■ PASSAGE
Keyboard shortcuts

Press or to navigate between chapters

Press ? to show this help

Press Esc to hide this help

02 – Caching and optimization [SPEC]

Three-layer cache stack, prompt prefix alignment, KV-cache routing, and regime-aware invalidation

Related: 01a-routing.md (self-describing providers and mortality-aware model resolution), 03-economics.md (x402 spread revenue model and per-tenant cost attribution), 04-context-engineering.md (8-layer context engineering pipeline for cost reduction), 11-privacy-trust.md (cache encryption, differential privacy on embeddings, and cryptographic audit trail)


Reader orientation: This document specifies the caching and optimization layer of Bardo Inference (the LLM inference gateway for mortal autonomous DeFi agents called Golems). It belongs to the inference plane and describes the three-layer cache stack that reduces LLM costs by 40-85%. The key concept is that stable prompt prefixes, semantic similarity matching, and deterministic hash lookups can eliminate or heavily discount most inference calls, with cache invalidation driven by market regime changes. For term definitions, see prd2/shared/glossary.md.

Why caching dominates inference economics

Without prompt caching, a heavy agent session (~20M tokens on Opus) costs ~$100. With 90% cache hit rate: ~$19. Anthropic’s Claude Code team declares internal SEV incidents when cache hit rates drop [ANTHROPIC-CONTEXT-ENG].

■ Saved entries
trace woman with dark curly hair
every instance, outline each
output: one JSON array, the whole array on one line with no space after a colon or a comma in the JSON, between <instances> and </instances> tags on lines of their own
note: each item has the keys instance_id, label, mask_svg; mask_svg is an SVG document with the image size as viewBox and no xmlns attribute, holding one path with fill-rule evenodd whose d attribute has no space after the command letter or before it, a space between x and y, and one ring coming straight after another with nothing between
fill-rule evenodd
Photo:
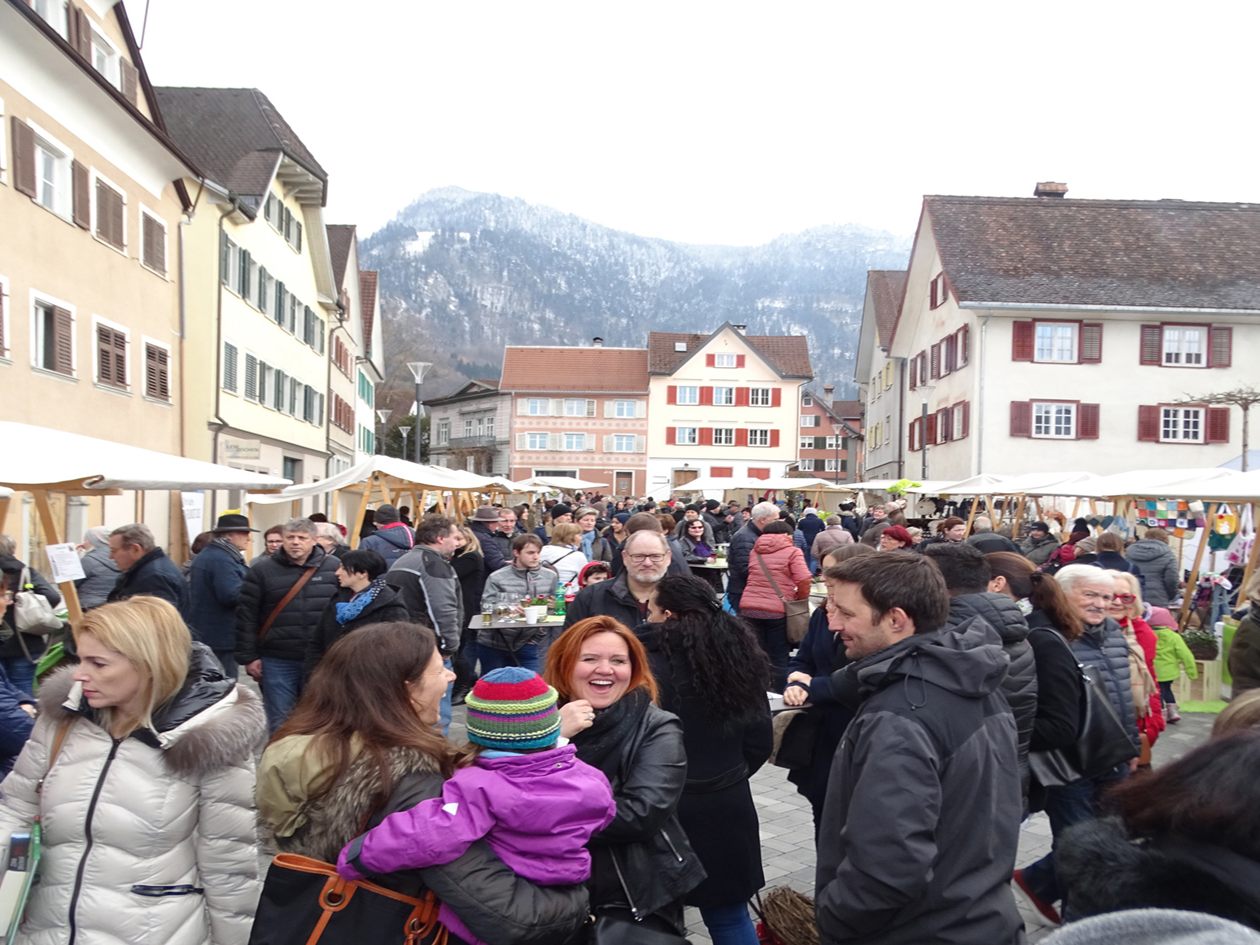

■ WORK INSTRUCTION 1
Say whether each statement agrees with the caching and optimization spec, answering yes or no and quoting the deciding words of the spec: (a) The three-layer cache stack reduces LLM costs by 40-85%. (b) Cache invalidation is driven by token count thresholds. (c) Without prompt caching, a heavy agent session costs about $19.
■ WORK INSTRUCTION 2
According to the caching and optimization spec, what does Anthropic's Claude Code team do when cache hit rates drop?

■ ANSWER SECTION 1
(a) Yes: "describes the three-layer cache stack that reduces LLM costs by 40-85%"
(b) No: "with cache invalidation driven by market regime changes"
(c) No: "Without prompt caching, a heavy agent session (~20M tokens on Opus) costs ~$100."

■ ANSWER SECTION 2
It declares internal SEV incidents.